WORK REQUEST: In the listing below, locate the line containing "Target phrase: chair metal leg"; reproduce that line and all lines that follow it, unchanged.

*** Opening PROVIDED DATA ***

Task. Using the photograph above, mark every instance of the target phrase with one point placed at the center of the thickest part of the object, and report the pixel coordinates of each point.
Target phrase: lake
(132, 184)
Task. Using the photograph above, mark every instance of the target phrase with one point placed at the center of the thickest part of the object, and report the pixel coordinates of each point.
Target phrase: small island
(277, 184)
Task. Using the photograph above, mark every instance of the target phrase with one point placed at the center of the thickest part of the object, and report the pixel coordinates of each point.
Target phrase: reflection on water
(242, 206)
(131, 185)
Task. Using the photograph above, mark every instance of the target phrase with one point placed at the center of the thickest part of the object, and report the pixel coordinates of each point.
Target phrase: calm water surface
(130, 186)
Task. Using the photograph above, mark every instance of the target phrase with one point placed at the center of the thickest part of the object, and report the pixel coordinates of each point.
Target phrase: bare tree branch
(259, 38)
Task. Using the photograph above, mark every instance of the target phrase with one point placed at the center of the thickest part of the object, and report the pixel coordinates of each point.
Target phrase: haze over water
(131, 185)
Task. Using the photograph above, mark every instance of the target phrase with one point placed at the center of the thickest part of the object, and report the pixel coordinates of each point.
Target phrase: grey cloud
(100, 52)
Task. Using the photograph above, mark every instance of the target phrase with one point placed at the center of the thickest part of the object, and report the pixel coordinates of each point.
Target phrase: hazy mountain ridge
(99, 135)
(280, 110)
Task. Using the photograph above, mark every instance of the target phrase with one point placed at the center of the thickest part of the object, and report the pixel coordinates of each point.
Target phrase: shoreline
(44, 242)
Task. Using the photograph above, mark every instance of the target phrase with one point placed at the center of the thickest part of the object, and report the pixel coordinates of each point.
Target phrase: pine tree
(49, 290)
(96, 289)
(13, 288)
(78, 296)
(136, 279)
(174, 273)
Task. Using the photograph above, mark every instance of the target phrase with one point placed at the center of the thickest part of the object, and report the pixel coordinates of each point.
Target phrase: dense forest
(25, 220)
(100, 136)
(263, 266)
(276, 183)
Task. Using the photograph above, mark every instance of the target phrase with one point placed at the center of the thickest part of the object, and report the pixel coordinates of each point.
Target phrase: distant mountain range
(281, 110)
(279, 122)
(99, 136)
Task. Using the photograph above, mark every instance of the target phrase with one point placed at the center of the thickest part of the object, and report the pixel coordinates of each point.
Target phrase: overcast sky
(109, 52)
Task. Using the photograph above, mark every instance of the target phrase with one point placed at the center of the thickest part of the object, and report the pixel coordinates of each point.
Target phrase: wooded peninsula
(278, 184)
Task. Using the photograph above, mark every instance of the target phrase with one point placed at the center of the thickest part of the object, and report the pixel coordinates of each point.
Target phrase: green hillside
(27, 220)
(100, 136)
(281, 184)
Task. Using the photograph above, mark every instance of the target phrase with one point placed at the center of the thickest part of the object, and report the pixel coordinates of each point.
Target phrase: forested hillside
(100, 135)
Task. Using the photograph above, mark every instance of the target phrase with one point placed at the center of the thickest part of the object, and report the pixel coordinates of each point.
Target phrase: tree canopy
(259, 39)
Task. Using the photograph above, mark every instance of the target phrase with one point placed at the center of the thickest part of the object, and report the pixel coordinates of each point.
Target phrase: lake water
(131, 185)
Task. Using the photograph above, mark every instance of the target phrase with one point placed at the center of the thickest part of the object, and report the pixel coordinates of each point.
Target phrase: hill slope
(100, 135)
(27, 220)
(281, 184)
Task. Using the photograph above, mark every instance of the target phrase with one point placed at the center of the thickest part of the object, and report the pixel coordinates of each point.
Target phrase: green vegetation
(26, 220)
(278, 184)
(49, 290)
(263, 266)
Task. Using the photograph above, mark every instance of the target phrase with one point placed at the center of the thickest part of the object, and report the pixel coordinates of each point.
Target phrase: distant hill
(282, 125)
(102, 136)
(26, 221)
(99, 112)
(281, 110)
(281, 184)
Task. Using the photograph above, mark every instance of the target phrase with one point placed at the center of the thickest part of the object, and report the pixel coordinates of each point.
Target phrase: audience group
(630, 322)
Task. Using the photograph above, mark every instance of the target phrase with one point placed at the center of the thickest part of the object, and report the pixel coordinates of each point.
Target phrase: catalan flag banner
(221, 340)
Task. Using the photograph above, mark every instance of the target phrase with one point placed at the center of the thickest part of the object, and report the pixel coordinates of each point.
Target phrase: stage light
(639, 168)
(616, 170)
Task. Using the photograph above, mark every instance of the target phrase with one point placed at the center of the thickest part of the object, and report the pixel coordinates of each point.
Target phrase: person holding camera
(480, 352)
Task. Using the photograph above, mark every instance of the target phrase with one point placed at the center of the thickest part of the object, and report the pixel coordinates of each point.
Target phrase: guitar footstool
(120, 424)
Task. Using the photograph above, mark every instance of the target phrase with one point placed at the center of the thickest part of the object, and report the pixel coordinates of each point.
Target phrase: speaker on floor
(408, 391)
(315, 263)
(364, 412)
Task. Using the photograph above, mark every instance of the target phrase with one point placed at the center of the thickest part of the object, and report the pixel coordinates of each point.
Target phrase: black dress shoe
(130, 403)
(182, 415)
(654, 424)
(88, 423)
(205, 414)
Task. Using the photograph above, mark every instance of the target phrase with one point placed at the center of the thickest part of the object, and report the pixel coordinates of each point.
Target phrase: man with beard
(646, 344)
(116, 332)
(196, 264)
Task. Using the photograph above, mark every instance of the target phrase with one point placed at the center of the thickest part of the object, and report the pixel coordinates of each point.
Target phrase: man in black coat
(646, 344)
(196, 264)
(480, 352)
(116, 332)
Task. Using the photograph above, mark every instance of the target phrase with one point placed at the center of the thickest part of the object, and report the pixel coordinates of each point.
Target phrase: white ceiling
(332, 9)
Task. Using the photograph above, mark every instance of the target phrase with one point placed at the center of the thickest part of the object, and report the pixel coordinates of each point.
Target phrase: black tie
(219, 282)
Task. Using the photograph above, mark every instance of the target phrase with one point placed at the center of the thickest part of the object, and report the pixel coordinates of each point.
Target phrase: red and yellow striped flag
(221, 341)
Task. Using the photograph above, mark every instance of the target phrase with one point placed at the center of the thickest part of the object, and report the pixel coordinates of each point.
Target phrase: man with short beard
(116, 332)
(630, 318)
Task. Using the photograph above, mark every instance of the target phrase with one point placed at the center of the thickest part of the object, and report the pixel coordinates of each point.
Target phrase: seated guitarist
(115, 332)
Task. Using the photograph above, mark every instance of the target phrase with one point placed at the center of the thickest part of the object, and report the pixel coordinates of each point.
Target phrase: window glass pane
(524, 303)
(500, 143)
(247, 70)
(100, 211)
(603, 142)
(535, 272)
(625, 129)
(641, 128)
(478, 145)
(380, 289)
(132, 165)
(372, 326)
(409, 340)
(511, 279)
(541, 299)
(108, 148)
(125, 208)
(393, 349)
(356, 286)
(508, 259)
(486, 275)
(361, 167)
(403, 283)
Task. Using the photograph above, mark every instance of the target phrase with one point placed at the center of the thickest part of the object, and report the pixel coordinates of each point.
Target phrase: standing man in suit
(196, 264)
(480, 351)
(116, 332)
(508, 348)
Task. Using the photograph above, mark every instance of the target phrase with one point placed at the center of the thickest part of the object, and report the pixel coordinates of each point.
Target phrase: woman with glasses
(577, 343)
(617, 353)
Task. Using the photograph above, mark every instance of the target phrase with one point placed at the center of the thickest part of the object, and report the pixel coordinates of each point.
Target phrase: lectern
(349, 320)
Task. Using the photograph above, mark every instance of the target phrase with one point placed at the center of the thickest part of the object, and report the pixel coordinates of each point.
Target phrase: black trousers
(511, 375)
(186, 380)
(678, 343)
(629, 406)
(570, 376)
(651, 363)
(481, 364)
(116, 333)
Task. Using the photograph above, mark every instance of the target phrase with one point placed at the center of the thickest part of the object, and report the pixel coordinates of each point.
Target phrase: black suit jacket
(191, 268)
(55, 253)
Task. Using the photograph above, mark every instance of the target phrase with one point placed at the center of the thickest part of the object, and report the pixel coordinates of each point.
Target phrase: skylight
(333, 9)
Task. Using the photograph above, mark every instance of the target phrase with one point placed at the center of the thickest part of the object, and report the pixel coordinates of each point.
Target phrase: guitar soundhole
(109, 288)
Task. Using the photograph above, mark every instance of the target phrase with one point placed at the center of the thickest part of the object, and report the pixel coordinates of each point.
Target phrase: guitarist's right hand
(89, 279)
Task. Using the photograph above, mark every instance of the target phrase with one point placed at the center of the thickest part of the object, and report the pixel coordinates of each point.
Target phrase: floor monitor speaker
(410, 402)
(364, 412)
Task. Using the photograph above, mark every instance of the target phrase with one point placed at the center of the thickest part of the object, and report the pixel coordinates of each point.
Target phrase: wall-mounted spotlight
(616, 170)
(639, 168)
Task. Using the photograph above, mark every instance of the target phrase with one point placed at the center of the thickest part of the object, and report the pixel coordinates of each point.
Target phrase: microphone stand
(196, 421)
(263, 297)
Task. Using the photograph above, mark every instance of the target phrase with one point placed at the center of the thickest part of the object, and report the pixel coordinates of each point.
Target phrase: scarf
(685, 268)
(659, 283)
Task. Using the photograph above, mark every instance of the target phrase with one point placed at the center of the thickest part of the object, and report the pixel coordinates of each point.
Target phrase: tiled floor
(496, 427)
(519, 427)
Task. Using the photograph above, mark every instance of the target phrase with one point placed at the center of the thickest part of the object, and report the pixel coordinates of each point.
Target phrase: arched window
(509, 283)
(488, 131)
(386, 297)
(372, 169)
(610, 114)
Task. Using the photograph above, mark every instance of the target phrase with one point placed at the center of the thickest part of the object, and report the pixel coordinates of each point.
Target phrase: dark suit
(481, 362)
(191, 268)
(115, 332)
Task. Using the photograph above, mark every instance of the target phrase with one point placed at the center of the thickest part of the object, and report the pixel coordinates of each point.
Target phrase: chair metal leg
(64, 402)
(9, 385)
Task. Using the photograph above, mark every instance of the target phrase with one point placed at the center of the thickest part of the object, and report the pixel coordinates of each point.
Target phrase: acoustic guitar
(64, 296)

*** Closing PROVIDED DATA ***

OUTPUT BELOW:
Target phrase: chair metal leg
(64, 402)
(9, 385)
Task. Using the photograph above, mark every instance of the target phrase with one point placed at the center of the thickest part of the object, and report the pixel coordinates of each point.
Target phrase: acoustic guitar
(64, 296)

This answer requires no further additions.